### AIM:
Copy the listing below in full and skip every picture.

### INPUT ROWS:
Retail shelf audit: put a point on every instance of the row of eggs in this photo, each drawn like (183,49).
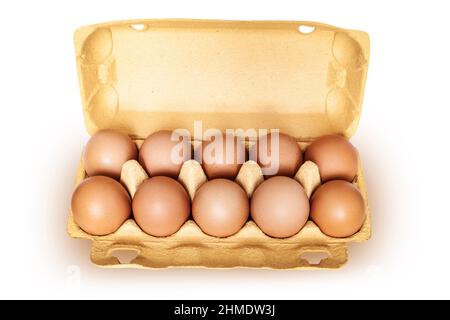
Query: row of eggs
(161,205)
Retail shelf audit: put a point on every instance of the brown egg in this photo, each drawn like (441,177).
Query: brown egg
(338,209)
(335,156)
(223,156)
(220,207)
(163,153)
(161,206)
(100,205)
(285,162)
(280,207)
(106,152)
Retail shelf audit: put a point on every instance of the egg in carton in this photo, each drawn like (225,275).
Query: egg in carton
(142,76)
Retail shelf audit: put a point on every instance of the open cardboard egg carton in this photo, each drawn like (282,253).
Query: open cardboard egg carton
(143,76)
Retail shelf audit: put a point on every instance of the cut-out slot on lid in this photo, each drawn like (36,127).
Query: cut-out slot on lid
(147,75)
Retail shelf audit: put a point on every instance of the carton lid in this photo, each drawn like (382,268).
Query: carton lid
(306,79)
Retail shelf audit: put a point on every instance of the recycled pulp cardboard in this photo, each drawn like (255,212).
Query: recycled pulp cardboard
(146,75)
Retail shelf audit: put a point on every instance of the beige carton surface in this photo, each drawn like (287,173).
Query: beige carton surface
(147,75)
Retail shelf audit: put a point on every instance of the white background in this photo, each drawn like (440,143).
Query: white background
(402,138)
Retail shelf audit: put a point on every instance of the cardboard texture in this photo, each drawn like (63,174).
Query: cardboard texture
(142,76)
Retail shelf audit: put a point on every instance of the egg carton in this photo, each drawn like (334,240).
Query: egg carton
(191,247)
(139,76)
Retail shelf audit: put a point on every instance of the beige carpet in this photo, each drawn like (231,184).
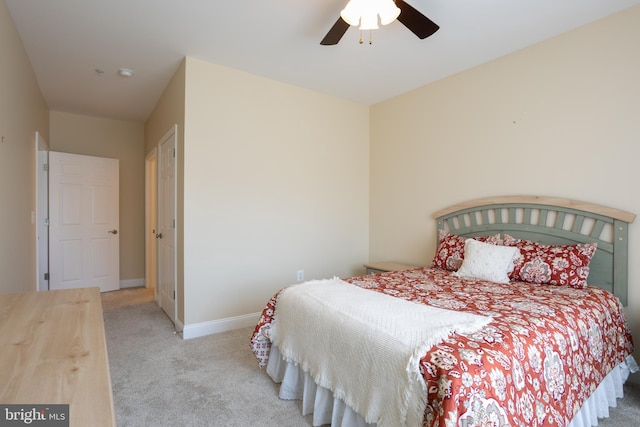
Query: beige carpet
(159,379)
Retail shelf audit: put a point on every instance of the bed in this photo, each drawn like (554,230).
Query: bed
(518,320)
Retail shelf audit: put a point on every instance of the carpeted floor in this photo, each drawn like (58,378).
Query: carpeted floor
(159,379)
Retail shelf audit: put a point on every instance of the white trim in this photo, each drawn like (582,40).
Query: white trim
(132,283)
(221,325)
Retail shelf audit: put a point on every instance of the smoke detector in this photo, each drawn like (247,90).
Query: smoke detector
(125,72)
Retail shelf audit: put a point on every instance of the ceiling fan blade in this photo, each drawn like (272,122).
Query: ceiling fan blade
(335,33)
(419,24)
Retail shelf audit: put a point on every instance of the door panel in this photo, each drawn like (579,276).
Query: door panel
(167,224)
(84,217)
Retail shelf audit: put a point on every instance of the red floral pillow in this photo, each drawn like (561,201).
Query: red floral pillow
(450,252)
(555,265)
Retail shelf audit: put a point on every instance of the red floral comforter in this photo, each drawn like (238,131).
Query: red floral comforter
(545,352)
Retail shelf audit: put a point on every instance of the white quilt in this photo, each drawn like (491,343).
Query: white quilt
(363,345)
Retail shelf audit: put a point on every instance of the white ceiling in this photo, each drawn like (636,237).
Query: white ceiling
(67,40)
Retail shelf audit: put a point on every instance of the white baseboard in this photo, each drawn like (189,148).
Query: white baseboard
(132,283)
(222,325)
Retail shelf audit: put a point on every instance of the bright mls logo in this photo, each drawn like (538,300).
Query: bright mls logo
(34,415)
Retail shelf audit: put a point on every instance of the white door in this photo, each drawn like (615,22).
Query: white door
(42,213)
(166,223)
(83,231)
(150,227)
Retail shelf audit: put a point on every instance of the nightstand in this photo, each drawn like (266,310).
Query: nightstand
(381,267)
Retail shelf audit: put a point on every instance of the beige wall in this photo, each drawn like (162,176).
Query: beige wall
(169,111)
(116,139)
(275,180)
(561,118)
(23,111)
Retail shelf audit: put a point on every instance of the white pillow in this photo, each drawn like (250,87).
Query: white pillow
(484,261)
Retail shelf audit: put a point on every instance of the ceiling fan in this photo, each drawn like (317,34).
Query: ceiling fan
(415,21)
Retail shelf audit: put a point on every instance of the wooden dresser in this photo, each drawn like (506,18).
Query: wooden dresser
(53,351)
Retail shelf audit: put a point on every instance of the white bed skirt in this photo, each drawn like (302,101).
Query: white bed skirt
(296,384)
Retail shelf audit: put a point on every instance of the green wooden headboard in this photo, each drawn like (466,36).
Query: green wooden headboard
(552,221)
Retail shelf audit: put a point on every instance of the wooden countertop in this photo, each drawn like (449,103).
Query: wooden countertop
(53,350)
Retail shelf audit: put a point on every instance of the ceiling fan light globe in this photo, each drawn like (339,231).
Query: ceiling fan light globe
(352,12)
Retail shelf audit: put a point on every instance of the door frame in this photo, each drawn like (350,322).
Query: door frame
(41,215)
(172,134)
(150,227)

### COMPLETE ANSWER:
Retail shelf audit: put a point on every instance of the row of eggs in this photo, each drawn like (183,49).
Query: row of eggs
(161,205)
Retail shelf audit: put a point on every instance of the brown egg in this photo, each drawn like (441,177).
Query: brown egg
(338,209)
(335,156)
(223,156)
(220,207)
(163,153)
(161,206)
(100,205)
(285,162)
(280,207)
(106,152)
Retail shelf audit: put a point on every instance of the egg in carton in this photo, each drawn like (225,275).
Query: egg in carton
(142,76)
Retail shelf audit: put a point on every instance of the open cardboard egg carton in this photo, each drawn like (282,253).
Query: open cardboard egg carton
(143,76)
Retail shelf audit: put a point on every instance of the cut-out slot on lid in this photo, each drawn like (36,127).
Query: cut-out slot on lid
(147,75)
Retail shelf audit: put a point on every instance of the carton lid in this photo, each drawn like (382,268).
Query: carton lid
(306,79)
Retail shelf audit: put a point on every instance of the recycled pulp cardboard in this photo, each drawn like (255,212).
Query: recycled pulp cardboard
(146,75)
Retail shelf audit: put a point on every instance of the beige carton surface in this photo, each drawn like (287,173).
Query: beige carton surface
(147,75)
Retail shelf audit: put a point on every instance of the white background in this photo, each drawn like (440,143).
Query: white background
(402,138)
Retail shelf audit: put a point on every instance of the cardboard texture in this photo, each drawn like (63,174).
Query: cardboard texture
(142,76)
Retail shelf audit: put a point on every instance of the egg carton in this photo, each drawn like (334,240).
Query: egg carton
(191,247)
(139,76)
Retail shelf audit: put a point on every instance of the beige carpet in this photo, each drawn like (231,184).
Query: beige carpet
(159,379)
Retail shelf audit: put a point on every instance of the bed in this photo, each drawn like (554,230).
Query: bed
(518,320)
Retail shelf audit: put a point on every instance of the carpeted floor in this photo, each drawn like (58,378).
Query: carpeted floor
(159,379)
Retail shelf audit: put a point on every instance of the white trim in this photo, each drawn like (582,40).
Query: white trim
(132,283)
(221,325)
Retail shelf audit: put a point on every instance of the smoke detector in this photo, each drawn like (247,90).
Query: smoke detector
(125,72)
Retail shelf audit: put a point on every instance of the ceiling fan blade in this photo, each drawn like (272,122).
Query: ceiling fan blade
(335,33)
(419,24)
Retail shelf audit: put a point on every instance of the door panel in this photo, each drawn like (579,276).
Query: door panel
(167,224)
(84,217)
Retail shelf audit: put a point on every instance of the red floral pillow in this photo, each drawn like (561,201).
Query: red floral pillow
(450,252)
(555,265)
Retail shelf audit: put a point on every instance of the red floral comforter in this photo, each drawn like (238,131).
Query: red floral comforter
(545,352)
Retail shelf audit: put a point on every instance of the white quilt in this photo, each drawn like (491,343).
Query: white quilt
(363,345)
Retail shelf audit: put a point on every instance of the white ceiling in this photo, each drawn like (636,237).
Query: white ceiling
(67,40)
Retail shelf audit: put a point on every instance of the white baseboard in this photo, each drawn like (189,148).
Query: white baseboard
(132,283)
(222,325)
Retail shelf audit: put a point on every instance of the bright mls logo in this photo, each drawn like (538,300).
Query: bright mls logo
(34,415)
Retail shelf audit: put a point on every instance of the white door in this photo, each drawn like (615,22).
Query: white door
(42,213)
(166,223)
(83,231)
(150,227)
Retail shelf audit: put a point on every instance of the nightstand in this photo, each drawn like (266,310).
Query: nightstand
(381,267)
Retail shelf audit: put a point on every instance of the beige wall in this photo, each drawn like (162,176).
Query: beige wall
(169,111)
(116,139)
(275,180)
(561,118)
(23,111)
Retail shelf audit: put a point on every instance of the white pillow in this photo, each drawn like (250,87).
Query: white pillow
(484,261)
Retail shelf audit: put a point on every instance of the ceiling fan in this photo, each drawn like (317,34).
Query: ceiling fan
(415,21)
Retail shelf audit: put a point on every instance of the wooden dresser in this photo, each drawn like (506,18).
Query: wooden dresser
(53,351)
Retail shelf audit: put a point on every instance of the white bed skirt in this photo, each drawn like (302,101).
Query: white bed skirt
(296,384)
Retail shelf audit: put a point on every instance of the green wooden headboard in this photo, each drawn like (466,36).
Query: green wooden headboard
(552,221)
Retail shelf audit: put a point on every instance of the wooden countertop in this photo, each drawn like (449,103).
Query: wooden countertop
(53,350)
Retail shelf audit: put a point on every instance of the ceiling fan light globe in this photo, each drawn like (339,231).
Query: ceiling fan light globe
(352,12)
Retail shelf audit: put a point on every instance of the door frame in this photo, each drawn like (350,322).
Query: door frame
(41,215)
(172,134)
(150,227)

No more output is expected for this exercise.